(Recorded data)

○ ○ ○ ○ ○ ○ ○

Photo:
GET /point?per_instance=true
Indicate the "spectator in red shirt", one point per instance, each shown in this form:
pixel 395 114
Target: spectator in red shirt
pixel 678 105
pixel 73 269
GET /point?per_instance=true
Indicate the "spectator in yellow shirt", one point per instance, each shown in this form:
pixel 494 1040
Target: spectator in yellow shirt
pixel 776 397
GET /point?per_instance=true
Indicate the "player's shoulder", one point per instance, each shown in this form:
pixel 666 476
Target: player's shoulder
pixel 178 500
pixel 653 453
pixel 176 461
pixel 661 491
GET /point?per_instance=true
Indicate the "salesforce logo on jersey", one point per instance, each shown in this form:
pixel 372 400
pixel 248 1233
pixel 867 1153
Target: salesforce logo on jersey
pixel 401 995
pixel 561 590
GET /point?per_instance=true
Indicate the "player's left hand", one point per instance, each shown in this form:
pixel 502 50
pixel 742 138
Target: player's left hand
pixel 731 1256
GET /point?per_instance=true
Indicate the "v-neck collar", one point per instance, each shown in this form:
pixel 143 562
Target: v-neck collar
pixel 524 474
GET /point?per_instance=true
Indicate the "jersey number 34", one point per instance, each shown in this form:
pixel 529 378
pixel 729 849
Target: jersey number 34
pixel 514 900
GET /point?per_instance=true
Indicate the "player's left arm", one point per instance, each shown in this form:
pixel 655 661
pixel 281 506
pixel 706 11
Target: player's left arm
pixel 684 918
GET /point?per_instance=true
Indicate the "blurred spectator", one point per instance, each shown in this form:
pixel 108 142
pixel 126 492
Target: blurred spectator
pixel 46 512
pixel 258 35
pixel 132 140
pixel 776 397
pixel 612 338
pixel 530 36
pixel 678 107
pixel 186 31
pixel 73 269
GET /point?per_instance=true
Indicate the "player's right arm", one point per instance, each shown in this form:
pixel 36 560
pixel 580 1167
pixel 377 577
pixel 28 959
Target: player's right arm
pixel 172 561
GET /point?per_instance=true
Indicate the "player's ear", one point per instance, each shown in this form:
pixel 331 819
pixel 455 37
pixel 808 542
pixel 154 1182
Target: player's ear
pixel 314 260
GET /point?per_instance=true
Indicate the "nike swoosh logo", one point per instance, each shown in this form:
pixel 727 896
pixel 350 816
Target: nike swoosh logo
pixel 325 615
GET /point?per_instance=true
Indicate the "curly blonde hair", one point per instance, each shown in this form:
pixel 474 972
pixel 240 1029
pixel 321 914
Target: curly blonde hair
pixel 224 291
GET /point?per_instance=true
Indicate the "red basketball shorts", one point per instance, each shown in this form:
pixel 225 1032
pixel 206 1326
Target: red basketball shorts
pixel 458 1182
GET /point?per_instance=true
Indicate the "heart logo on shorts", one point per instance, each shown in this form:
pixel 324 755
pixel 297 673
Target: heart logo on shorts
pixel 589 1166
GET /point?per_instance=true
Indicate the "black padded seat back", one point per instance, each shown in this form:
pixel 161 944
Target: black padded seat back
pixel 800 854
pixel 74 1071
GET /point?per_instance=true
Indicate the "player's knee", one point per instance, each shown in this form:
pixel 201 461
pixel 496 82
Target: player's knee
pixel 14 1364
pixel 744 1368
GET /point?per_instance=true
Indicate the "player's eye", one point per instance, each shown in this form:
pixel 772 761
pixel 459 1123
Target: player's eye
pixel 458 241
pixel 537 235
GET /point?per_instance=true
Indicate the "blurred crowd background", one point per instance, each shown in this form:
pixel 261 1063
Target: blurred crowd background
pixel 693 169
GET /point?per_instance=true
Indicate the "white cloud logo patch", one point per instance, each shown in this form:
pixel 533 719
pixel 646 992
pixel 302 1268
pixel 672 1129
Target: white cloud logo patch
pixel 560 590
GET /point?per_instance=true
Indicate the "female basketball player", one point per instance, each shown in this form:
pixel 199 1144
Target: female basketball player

○ ○ ○ ○ ○ ○ ○

What this task involves:
Duplicate the records above line for line, with no changes.

Answer in full:
Photo:
GET /point?per_instance=true
Indicate the "spectator in red shirt", one point per instance, each shown in this form:
pixel 395 114
Target: spectator in red shirt
pixel 678 105
pixel 73 269
GET /point?per_instance=true
Indicate the "spectator in yellow shirt", one point per instance, each shown in this form:
pixel 494 1040
Target: spectator in yellow shirt
pixel 776 397
GET /point?per_instance=true
Indicate the "player's shoulder", one point per instance, each shown in this form:
pixel 666 476
Target: player's shoulder
pixel 178 500
pixel 653 453
pixel 176 461
pixel 661 491
GET /point?per_instance=true
Indicate the "salesforce logo on jersey", one point per instance, each shown in this form:
pixel 372 400
pixel 248 1233
pixel 867 1153
Target: salesforce logo on jersey
pixel 401 995
pixel 561 590
GET /point?per_instance=true
Indicate the "player's left hand", one point per instance, each shown in this form:
pixel 502 50
pixel 742 138
Target: player's left hand
pixel 731 1256
GET /point?per_instance=true
Indicate the "v-neck collar", one point per instance, each shown in this form:
pixel 143 562
Target: v-neck collar
pixel 524 474
GET /point?per_instance=true
Indicate the "jersey number 34", one point per instance, each shown in this form:
pixel 529 378
pixel 729 849
Target: jersey number 34
pixel 514 900
GET /point?per_instance=true
Indicate the "player's left arm", one point per instance, each shown in this form:
pixel 655 661
pixel 281 506
pixel 706 11
Target: player's left arm
pixel 684 918
GET /point?per_instance=true
Indicate the "blurred spectator", one point per instance, each shown in this form:
pixel 108 142
pixel 126 492
Target: blurred spectator
pixel 46 512
pixel 258 35
pixel 132 140
pixel 776 397
pixel 612 338
pixel 530 36
pixel 678 107
pixel 186 31
pixel 73 269
GET /point?per_instance=true
Indicate the "player's right arm", one point per instance, each shown in this form:
pixel 36 560
pixel 580 1167
pixel 377 577
pixel 28 959
Target: player's right arm
pixel 172 561
GET /point?per_instance=true
Indicate the "player's ear", one point per instance, each shown in this form:
pixel 331 819
pixel 455 37
pixel 808 542
pixel 154 1182
Target: player's ear
pixel 314 260
GET /point?per_instance=true
Indicate the "nike swoosh logo", one point per instance, each shown in this form:
pixel 727 896
pixel 350 816
Target: nike swoosh logo
pixel 325 615
GET /point?per_instance=true
Indicate the "curly blonde hair", one point per instance, each shown in this form:
pixel 474 972
pixel 240 1029
pixel 321 914
Target: curly blonde hair
pixel 224 291
GET /point?per_instance=true
Indicate the "red basketball shorts", one point per instance, each shown in this form:
pixel 225 1032
pixel 206 1326
Target: red basketball shorts
pixel 458 1182
GET /point?per_instance=true
Indicate the "heart logo on shorts", one point per instance, each shown in this form:
pixel 324 755
pixel 297 673
Target: heart logo on shorts
pixel 589 1166
GET /point?per_instance=true
Indicate the "black padded seat back", one point per instance, each shown in this form:
pixel 161 944
Target: black padded seat back
pixel 800 854
pixel 74 1071
GET /point?per_instance=true
Indicate the "player's knee", one point per instance, each shown in this form:
pixel 201 461
pixel 496 82
Target: player's knee
pixel 14 1364
pixel 744 1368
GET /point?per_instance=true
Indicate the "player's eye", one point per instance, each shown in this form:
pixel 772 761
pixel 459 1123
Target: player's eye
pixel 458 241
pixel 537 235
GET /point?per_instance=true
Indicate the "blurred crowd background", one point per instance, each shown in this form:
pixel 261 1063
Target: blurred crowd background
pixel 693 169
GET /point?per_instance=true
Indicate the "white cloud logo patch", one point per instance, each shown in this form:
pixel 533 719
pixel 646 992
pixel 302 1268
pixel 672 1129
Target: white cloud logo patch
pixel 560 590
GET /point?per_instance=true
Indicate the "female basketball player", one point per instance, each shown in this form:
pixel 199 1144
Target: female basketball player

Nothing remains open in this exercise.